Exercise requirements:
1 – Update the game development article starting at "Even when you" and ending at "his Collingswood app.", with "mobile phone" in place of "smartphone".
2 – Answer these questions on the game development article:
(a) How large is the mobile device application market said to be?
(b) In what year was McVarish laid off?
(c) In which two versions would the Collingswood app debut?

Given passage:
It doesn’t have all the bells and whistles he’d hoped, but Fortress works, it’s fun, and it’s out there for people to play. Moreover, completing the project gave him a much-needed ego boost.

“It creates a lot of self-confidence to finish a game,” he says. “99 percent of games under development never get done because it is very, very hard to complete a video game. I had canceled and restarted Fortress so many times.”

A slice of the pie

Every developer with a catchy idea and some artistic ability wants the chance to wet his beak in the $20 billion mobile device application market. The democratic nature of the gaming market combined with the emergence of friendlier programming platforms makes it seem more accessible than ever.

But for the independent programmer, many of these simple diversions are less about catching the next Angry Birds wave and more about the creative sandbox in which it allows them to play.

“There are definitely fashions and trends in the game development space,” Merkler says, “but if you’re going to target what people like today, by the time you finish, people aren’t going to like it anymore.”

Even when you have a good idea and a fun, playable game, Merkler says, it is extremely difficult to catch on in the app sphere.

“Even to me game development looks like magic,” he says. “It’s a curious thing. You have to make an absolutely outstanding effort and an outstanding game to really be noticed.”

Like Merkler, Collingswood resident Douglas McVarish threw his hat into the app ring during a transitional period in his life. McVarish was laid off from his job as an architectural historian in 2011, and says the time since has been spent “trying to figure out possibilities.

“App development seems to be where things are headed,” McVarish says. “I held off as long as I could for a smartphone.”

Like Merkler, McVarish is excited at the prospect of coding a program that will delight users, but he’s starting by aiming at a slightly more practical audience with his Collingswood app.

It’s still early in the design phase, but McVarish’s vision for the Collingswood app is as a community information center that would debut in two versions: one for residents and one for visitors to the borough.

From its roots as “an online bulletin board,” he says, there is hope that the Collingswood app can grow into the shoes of its namesake.

“I want to get some personality in it,” McVarish says. “There are characters around.”

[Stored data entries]
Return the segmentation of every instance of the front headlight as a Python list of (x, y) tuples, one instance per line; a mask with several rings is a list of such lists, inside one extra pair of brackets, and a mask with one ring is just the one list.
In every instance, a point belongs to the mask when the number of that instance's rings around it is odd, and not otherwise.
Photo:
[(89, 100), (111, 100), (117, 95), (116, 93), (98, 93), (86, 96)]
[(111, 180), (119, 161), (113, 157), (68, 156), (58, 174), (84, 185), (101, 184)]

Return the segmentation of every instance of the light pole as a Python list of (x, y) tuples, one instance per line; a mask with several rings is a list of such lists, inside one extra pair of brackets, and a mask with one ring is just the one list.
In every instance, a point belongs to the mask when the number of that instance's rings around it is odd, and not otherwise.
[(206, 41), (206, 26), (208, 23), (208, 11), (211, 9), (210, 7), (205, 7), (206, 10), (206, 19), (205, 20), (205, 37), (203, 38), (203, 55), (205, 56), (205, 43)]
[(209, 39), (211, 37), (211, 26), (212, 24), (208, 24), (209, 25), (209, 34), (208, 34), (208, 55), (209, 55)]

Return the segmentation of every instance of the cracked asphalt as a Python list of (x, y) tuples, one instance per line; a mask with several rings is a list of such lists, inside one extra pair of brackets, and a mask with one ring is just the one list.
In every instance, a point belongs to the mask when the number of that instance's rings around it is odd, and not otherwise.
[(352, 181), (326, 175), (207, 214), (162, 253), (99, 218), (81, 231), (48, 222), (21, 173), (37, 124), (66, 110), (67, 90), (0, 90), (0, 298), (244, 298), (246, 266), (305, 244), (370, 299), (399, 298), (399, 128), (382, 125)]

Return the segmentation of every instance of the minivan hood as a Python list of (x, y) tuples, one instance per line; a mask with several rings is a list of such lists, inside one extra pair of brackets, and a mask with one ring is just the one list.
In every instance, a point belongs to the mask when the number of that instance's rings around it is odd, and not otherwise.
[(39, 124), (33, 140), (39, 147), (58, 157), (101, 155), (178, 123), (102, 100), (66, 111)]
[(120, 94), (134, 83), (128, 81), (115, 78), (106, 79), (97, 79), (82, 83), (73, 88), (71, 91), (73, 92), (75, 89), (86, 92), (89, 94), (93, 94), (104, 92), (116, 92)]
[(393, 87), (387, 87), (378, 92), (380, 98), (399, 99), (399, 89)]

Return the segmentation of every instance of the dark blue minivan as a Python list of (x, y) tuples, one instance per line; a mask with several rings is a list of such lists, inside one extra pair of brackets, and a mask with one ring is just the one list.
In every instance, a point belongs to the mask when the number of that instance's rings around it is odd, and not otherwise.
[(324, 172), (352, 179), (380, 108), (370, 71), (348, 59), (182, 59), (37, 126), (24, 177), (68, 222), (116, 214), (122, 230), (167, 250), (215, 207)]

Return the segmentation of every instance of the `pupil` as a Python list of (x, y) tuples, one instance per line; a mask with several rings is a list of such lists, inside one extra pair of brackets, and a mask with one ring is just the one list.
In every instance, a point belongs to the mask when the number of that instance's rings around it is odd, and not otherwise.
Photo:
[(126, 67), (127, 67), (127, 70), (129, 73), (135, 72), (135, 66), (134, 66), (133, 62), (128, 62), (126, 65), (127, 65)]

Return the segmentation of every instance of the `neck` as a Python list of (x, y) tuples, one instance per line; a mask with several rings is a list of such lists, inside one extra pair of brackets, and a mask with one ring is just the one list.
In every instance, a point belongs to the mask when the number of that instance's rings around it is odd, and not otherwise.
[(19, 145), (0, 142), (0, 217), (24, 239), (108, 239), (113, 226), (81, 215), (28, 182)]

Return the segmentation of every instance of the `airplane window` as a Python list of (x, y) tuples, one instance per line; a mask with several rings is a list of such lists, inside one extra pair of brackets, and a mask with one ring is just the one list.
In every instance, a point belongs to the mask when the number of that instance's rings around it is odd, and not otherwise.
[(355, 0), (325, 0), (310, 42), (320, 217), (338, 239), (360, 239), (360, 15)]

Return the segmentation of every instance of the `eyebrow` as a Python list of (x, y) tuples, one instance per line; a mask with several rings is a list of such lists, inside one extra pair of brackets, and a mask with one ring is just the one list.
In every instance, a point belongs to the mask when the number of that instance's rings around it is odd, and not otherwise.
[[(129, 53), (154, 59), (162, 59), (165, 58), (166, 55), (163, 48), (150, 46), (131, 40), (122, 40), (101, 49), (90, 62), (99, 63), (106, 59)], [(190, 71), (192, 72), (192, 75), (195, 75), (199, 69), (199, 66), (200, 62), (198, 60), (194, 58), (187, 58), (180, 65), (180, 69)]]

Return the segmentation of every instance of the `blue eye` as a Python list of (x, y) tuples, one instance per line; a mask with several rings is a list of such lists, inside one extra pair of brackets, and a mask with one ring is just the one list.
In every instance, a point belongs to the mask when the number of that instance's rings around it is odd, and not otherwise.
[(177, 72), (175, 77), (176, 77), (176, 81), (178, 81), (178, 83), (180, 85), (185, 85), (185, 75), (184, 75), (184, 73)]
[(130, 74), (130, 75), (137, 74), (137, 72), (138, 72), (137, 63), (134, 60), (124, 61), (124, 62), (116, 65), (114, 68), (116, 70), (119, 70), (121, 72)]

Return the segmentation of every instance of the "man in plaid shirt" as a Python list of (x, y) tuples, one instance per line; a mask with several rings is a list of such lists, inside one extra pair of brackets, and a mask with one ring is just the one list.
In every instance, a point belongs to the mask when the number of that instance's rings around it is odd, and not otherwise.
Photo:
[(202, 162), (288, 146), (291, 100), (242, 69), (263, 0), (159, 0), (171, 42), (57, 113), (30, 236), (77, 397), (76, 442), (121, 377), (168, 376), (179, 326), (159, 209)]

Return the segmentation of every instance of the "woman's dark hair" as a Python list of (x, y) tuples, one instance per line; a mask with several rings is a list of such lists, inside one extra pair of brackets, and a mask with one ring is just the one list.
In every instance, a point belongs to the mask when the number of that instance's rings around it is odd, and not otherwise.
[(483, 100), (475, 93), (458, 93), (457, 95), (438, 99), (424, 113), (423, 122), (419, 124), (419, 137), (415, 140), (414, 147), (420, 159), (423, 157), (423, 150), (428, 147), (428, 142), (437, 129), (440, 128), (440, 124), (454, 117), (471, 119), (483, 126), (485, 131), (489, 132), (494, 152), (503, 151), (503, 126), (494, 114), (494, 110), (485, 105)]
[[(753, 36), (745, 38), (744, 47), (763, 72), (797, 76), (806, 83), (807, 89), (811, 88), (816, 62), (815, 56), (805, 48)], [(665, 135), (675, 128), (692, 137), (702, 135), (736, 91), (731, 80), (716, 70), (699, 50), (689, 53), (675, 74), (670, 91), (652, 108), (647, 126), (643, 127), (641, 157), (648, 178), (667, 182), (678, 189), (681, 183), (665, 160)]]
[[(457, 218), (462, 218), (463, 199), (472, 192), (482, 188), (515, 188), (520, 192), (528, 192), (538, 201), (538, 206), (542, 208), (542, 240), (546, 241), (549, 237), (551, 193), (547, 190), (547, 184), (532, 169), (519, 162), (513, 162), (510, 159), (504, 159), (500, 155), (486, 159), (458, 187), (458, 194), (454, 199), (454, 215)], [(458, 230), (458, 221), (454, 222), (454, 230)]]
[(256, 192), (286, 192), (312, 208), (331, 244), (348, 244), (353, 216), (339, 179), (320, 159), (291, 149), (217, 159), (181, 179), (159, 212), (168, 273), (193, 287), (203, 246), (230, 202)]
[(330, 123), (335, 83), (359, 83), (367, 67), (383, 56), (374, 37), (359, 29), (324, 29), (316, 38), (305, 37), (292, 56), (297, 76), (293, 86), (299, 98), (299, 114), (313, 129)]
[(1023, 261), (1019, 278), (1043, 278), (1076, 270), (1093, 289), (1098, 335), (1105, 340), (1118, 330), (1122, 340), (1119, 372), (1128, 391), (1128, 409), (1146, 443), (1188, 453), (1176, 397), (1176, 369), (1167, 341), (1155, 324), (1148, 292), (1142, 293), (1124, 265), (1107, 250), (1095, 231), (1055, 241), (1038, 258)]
---
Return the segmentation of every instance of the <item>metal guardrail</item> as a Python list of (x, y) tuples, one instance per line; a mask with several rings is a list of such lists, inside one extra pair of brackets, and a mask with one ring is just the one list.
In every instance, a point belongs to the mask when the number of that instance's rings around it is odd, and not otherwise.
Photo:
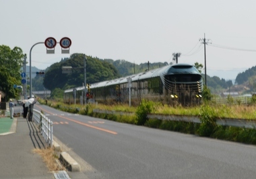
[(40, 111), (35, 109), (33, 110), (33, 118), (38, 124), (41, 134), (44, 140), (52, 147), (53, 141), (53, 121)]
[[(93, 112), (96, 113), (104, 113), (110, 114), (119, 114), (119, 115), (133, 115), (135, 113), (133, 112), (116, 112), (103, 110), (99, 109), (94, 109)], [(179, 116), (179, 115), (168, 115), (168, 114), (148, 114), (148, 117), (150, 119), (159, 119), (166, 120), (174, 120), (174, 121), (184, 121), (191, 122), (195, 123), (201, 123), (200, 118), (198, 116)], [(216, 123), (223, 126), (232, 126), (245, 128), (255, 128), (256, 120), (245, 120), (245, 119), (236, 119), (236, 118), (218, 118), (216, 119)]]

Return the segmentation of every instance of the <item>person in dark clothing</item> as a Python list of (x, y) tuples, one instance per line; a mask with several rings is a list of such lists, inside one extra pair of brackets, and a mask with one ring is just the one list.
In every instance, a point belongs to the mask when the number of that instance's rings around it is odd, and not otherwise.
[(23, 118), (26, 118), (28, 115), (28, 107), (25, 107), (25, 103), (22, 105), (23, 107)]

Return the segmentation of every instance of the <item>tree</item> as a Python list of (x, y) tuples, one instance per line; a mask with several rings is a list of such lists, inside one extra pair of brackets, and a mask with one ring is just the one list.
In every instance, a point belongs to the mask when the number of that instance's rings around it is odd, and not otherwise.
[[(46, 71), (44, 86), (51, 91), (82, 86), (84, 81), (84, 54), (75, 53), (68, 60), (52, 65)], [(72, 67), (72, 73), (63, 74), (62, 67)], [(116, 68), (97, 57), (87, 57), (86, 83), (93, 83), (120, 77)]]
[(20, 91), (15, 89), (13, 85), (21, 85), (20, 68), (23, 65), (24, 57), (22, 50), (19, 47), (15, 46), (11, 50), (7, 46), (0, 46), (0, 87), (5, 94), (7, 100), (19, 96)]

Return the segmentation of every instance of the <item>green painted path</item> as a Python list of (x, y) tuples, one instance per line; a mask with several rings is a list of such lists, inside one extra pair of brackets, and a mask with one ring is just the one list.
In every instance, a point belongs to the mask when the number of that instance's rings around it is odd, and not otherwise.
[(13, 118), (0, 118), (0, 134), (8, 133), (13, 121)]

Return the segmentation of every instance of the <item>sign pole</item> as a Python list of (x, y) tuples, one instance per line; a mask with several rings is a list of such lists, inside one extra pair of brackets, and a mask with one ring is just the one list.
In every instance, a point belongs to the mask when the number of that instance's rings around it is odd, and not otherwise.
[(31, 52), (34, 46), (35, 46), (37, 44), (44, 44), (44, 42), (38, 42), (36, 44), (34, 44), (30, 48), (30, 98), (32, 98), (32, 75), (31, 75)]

Outputs in order:
1 –
Even when you have a good idea and a fun, playable game, Merkler says, it is extremely difficult to catch on in the app sphere.

“Even to me game development looks like magic,” he says. “It’s a curious thing. You have to make an absolutely outstanding effort and an outstanding game to really be noticed.”

Like Merkler, Collingswood resident Douglas McVarish threw his hat into the app ring during a transitional period in his life. McVarish was laid off from his job as an architectural historian in 2011, and says the time since has been spent “trying to figure out possibilities.

“App development seems to be where things are headed,” McVarish says. “I held off as long as I could for a mobile phone.”

Like Merkler, McVarish is excited at the prospect of coding a program that will delight users, but he’s starting by aiming at a slightly more practical audience with his Collingswood app.

2 –
(a) $20 billion
(b) 2011
(c) One for residents and one for visitors to the borough